— TRECHO SELECIONADO —
Muitos cristãos têm uma leitura danificada
pelo misticismo a respeito do procedimento religioso. Seu comportamento não aponta
segurança, por força de exagerada demonstração de espiritualidade, que vai muito
além do próprio conceito bíblico, tornando a religião um ideal pouco prático.
Na verdade, de acordo com as escrituras
sagradas, bem como a revelação deixada pelo comportamento de Jesus quando viveu
entre nós, a religação com Deus e seu Reino se dá pela via da cooperação entre
Deus e os homens, mas também entre os próprios homens.
O conceito de cooperação está
logo no capítulo primeiro do livro de Gênesis, onde vemos a elaboração da
criação como um ato conjunto da trindade: façamos. Aliás, essa cooperação entre
os membros da trindade expressa, com toda ênfase, o princípio da Lei dos dez
mandamentos, onde a cooperação é uma ordenação que comanda colaboração com Deus
e cooperação entre os homens. A ação conjunta da trindade é, além disso, ressaltada,
por exemplo, quando da intervenção, após dilúvio, na torre de Babel (Gên.11:7).
Mas, a ação mais espetacular da trindade deu-se na encarnação de Jesus, seu
nascimento, desenvolvimento, sacrifício e ressurreição. Em todos os momentos da
experiência vivida por Jesus na Terra, havia uma ligação infringível da
trindade na consecução do plano para redenção para os homens. No capítulo 16 do
evangelho de João, Jesus demonstra a atuação cooperativa da trindade de uma
forma evidente, ensinando como se dá a administração celeste e qual o ideal
para os homens.
Já na criação, no jardim do Éden,
ao determinar a função humana, a Adão foi dada a responsabilidade de cuidar do
jardim. Nessa ordem pode-se ver que a dinâmica imposta por Deus determinou que
deveria necessariamente haver cooperação entre Deus e o homem. Deus criara o
mundo físico, obedecendo a claros padrões de cooperação (Salmos 19:2), mas ao
homem caberia a conservação do mundo físico e a criação do mundo social,
obedecendo os mesmos critérios. E assim foi. Quando Adão despertou do sono e
foi-lhe entregue a sua mulher, ele exclamou: “Esta é agora osso dos meus ossos,
e carne da minha carne; esta será chamada mulher, porquanto do homem foi tomada”
(Gên. 2:23), significando que ele iria cooperar com ela. Porém, logo após a
queda, Adão mostrou comportamento oposto, quando disse que “A mulher que me
deste por companheira, ela me deu da árvore, e comi” (Gên. 3:12), demonstrando
que a cooperação parecia estar extinta.

— LINHAS —
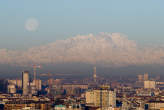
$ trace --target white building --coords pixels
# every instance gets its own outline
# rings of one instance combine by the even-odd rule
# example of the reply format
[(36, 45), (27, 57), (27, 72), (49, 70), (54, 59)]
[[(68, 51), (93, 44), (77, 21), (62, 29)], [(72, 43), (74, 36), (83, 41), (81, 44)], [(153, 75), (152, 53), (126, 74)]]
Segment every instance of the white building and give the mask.
[(98, 107), (116, 107), (116, 93), (110, 90), (87, 91), (86, 103)]
[(8, 80), (8, 84), (15, 85), (18, 88), (22, 88), (22, 80), (20, 79)]
[(65, 105), (56, 105), (55, 110), (66, 110), (66, 106)]
[(156, 82), (155, 81), (144, 81), (144, 88), (145, 89), (155, 89)]
[(16, 88), (15, 88), (15, 85), (13, 85), (13, 84), (8, 85), (7, 90), (8, 90), (9, 94), (15, 94), (16, 93)]
[(22, 72), (22, 89), (23, 95), (28, 95), (29, 93), (29, 72), (24, 71)]

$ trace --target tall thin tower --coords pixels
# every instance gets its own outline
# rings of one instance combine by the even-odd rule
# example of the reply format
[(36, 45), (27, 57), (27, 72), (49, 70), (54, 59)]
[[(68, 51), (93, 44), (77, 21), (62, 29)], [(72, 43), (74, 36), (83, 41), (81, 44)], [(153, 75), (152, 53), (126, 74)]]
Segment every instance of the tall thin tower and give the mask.
[(33, 81), (35, 83), (35, 86), (36, 86), (36, 69), (37, 68), (40, 68), (40, 65), (33, 65), (33, 72), (34, 72)]
[(93, 68), (93, 79), (94, 79), (94, 82), (96, 82), (97, 80), (96, 67)]
[(24, 71), (22, 72), (22, 90), (23, 95), (28, 95), (29, 90), (29, 72)]

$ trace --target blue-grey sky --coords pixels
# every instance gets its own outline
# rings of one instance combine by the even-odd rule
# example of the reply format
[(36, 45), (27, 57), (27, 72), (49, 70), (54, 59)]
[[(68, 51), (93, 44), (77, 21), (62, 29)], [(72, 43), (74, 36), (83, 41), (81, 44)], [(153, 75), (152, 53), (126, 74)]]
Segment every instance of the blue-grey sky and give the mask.
[[(163, 0), (1, 0), (0, 48), (24, 49), (78, 34), (119, 32), (164, 43)], [(39, 22), (35, 32), (24, 27)]]

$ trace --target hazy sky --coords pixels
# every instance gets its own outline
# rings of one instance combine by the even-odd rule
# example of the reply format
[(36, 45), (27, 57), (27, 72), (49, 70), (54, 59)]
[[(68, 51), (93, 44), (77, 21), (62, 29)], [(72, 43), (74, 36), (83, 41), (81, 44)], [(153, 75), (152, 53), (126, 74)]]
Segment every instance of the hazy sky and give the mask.
[[(36, 31), (25, 29), (35, 18)], [(0, 48), (24, 49), (75, 35), (119, 32), (164, 43), (163, 0), (1, 0)]]

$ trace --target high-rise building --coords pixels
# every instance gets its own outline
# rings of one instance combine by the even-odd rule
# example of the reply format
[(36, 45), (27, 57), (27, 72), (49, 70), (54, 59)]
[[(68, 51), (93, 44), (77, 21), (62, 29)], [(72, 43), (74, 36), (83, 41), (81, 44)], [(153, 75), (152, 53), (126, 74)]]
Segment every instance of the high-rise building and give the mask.
[(145, 89), (155, 89), (156, 87), (156, 82), (155, 81), (144, 81), (144, 88)]
[(116, 107), (116, 93), (110, 90), (91, 90), (86, 92), (86, 103), (96, 107)]
[(144, 74), (144, 81), (147, 81), (147, 80), (149, 80), (149, 75), (148, 75), (148, 73), (145, 73)]
[(93, 68), (93, 80), (94, 80), (94, 82), (96, 82), (96, 80), (97, 80), (96, 67)]
[(138, 75), (138, 81), (142, 82), (143, 81), (143, 75)]
[(24, 71), (22, 72), (22, 90), (23, 95), (28, 95), (29, 93), (29, 72)]

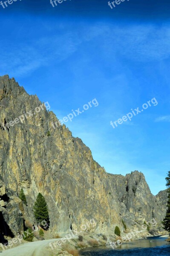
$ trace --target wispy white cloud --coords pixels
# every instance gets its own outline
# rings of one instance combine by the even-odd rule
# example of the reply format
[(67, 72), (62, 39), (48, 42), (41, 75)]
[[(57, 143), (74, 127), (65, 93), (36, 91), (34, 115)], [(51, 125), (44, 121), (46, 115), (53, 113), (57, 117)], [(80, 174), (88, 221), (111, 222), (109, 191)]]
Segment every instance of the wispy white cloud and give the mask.
[(96, 46), (101, 56), (112, 60), (117, 58), (118, 52), (139, 61), (161, 61), (170, 56), (168, 25), (163, 28), (152, 25), (131, 25), (125, 28), (104, 23), (90, 26), (82, 23), (78, 27), (63, 23), (57, 28), (54, 26), (54, 30), (55, 34), (52, 30), (49, 36), (40, 37), (37, 40), (33, 38), (26, 43), (21, 41), (17, 48), (12, 46), (8, 51), (2, 45), (0, 49), (2, 72), (6, 73), (10, 70), (14, 76), (25, 76), (41, 67), (56, 64), (66, 59), (78, 52), (80, 47), (84, 49), (89, 43), (92, 47)]
[(170, 122), (170, 116), (163, 116), (156, 118), (155, 122)]

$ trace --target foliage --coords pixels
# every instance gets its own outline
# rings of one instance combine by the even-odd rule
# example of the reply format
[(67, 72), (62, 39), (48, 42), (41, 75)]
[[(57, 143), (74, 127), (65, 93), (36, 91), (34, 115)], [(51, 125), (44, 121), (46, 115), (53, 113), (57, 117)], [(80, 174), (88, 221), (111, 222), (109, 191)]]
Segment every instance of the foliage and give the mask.
[(19, 198), (25, 204), (27, 204), (27, 202), (26, 201), (26, 196), (25, 195), (24, 192), (23, 190), (23, 189), (21, 189), (20, 191), (20, 195), (19, 196)]
[(124, 228), (125, 230), (126, 230), (127, 229), (127, 227), (126, 226), (126, 225), (125, 224), (125, 222), (124, 221), (124, 220), (123, 219), (122, 219), (121, 220), (121, 222), (122, 222), (123, 225), (124, 226)]
[[(47, 206), (44, 197), (39, 193), (37, 197), (34, 206), (34, 215), (38, 224), (44, 229), (48, 229), (49, 225), (49, 211)], [(45, 221), (48, 224), (48, 227), (45, 228), (42, 226), (41, 222)]]
[(97, 246), (98, 245), (98, 242), (95, 239), (91, 239), (88, 243), (91, 246)]
[(115, 234), (117, 236), (119, 236), (121, 235), (121, 231), (119, 229), (119, 227), (117, 226), (116, 226), (115, 229)]
[(49, 136), (51, 136), (51, 134), (50, 134), (50, 132), (49, 131), (47, 131), (47, 135), (48, 137), (49, 137)]
[(78, 251), (75, 249), (68, 249), (67, 251), (69, 253), (73, 255), (73, 256), (79, 256), (80, 255)]
[(148, 232), (149, 232), (150, 231), (150, 227), (149, 225), (147, 225), (147, 230), (148, 231)]
[(44, 236), (44, 233), (42, 229), (40, 229), (39, 231), (39, 234), (40, 236)]
[(78, 241), (80, 242), (82, 242), (83, 241), (83, 237), (82, 236), (78, 236)]
[(32, 242), (33, 241), (34, 235), (32, 230), (29, 227), (23, 232), (23, 239), (28, 242)]
[(170, 171), (168, 172), (167, 177), (165, 178), (167, 181), (166, 186), (168, 189), (168, 202), (167, 204), (167, 211), (165, 217), (162, 222), (164, 229), (168, 231), (170, 236)]

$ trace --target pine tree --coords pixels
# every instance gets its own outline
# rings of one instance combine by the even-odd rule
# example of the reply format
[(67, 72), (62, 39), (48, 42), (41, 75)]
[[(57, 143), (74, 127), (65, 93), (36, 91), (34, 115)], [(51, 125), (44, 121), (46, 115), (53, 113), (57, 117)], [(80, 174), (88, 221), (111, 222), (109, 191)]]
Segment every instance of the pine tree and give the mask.
[(115, 235), (117, 235), (117, 236), (119, 236), (121, 235), (120, 230), (119, 229), (119, 227), (117, 226), (116, 226), (115, 229)]
[(28, 241), (28, 242), (32, 242), (34, 239), (34, 235), (32, 230), (30, 228), (29, 228), (24, 231), (23, 234), (23, 240)]
[(39, 234), (40, 236), (44, 236), (44, 233), (43, 233), (43, 230), (40, 230), (39, 231)]
[(37, 197), (37, 200), (35, 203), (34, 215), (37, 223), (44, 229), (41, 222), (45, 221), (48, 224), (48, 227), (45, 229), (48, 229), (49, 225), (49, 215), (47, 206), (44, 197), (39, 193)]
[(167, 187), (168, 202), (167, 204), (167, 211), (165, 217), (163, 221), (164, 229), (168, 231), (170, 236), (170, 171), (168, 172), (167, 177), (165, 178), (167, 181), (166, 186)]
[(23, 189), (21, 189), (21, 191), (20, 191), (20, 195), (19, 196), (19, 197), (25, 204), (27, 204), (27, 202), (26, 201), (26, 197), (25, 195)]

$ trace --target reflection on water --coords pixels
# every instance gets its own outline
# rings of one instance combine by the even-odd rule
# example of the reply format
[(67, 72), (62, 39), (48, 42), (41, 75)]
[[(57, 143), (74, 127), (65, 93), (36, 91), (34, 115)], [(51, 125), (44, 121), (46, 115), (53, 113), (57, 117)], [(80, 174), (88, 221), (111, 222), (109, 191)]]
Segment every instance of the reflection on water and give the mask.
[(88, 248), (81, 251), (81, 255), (90, 256), (170, 256), (170, 243), (165, 238), (150, 238), (127, 242), (113, 250), (110, 246)]

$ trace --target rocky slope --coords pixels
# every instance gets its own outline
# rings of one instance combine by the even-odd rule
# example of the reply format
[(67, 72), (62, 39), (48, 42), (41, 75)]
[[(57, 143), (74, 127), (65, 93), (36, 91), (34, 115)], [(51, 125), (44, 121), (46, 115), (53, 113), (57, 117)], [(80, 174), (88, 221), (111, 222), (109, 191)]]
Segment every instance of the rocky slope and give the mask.
[[(16, 235), (25, 220), (34, 223), (33, 206), (39, 192), (47, 202), (52, 232), (80, 230), (92, 218), (97, 224), (95, 230), (87, 228), (92, 232), (111, 233), (116, 225), (123, 231), (122, 219), (130, 229), (135, 221), (143, 224), (154, 218), (160, 228), (166, 191), (153, 196), (138, 171), (125, 177), (107, 173), (81, 140), (40, 106), (37, 97), (28, 95), (14, 79), (0, 77), (1, 235)], [(32, 116), (18, 122), (31, 111)], [(8, 125), (14, 120), (16, 123)], [(52, 122), (58, 123), (55, 129)], [(27, 207), (18, 197), (22, 188)]]

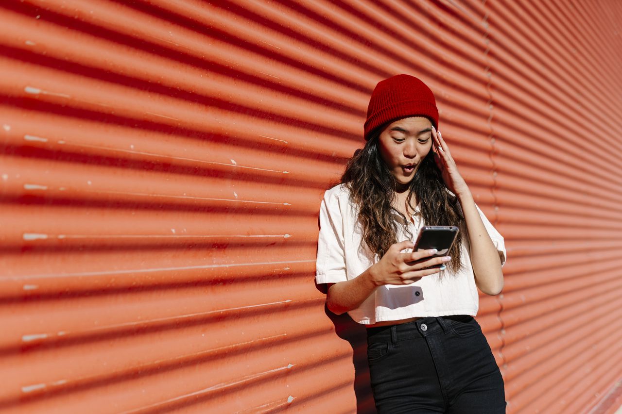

— O QUE FAZER —
Extraia, sem nenhuma alteração, o trecho do texto sobre cooperação que começa com as palavras contendo "Muitos cristãos têm" e termina em "ideal pouco prático.". As linhas não têm papel algum aqui.

— RESPOSTA —
Muitos cristãos têm uma leitura danificada
pelo misticismo a respeito do procedimento religioso. Seu comportamento não aponta
segurança, por força de exagerada demonstração de espiritualidade, que vai muito
além do próprio conceito bíblico, tornando a religião um ideal pouco prático.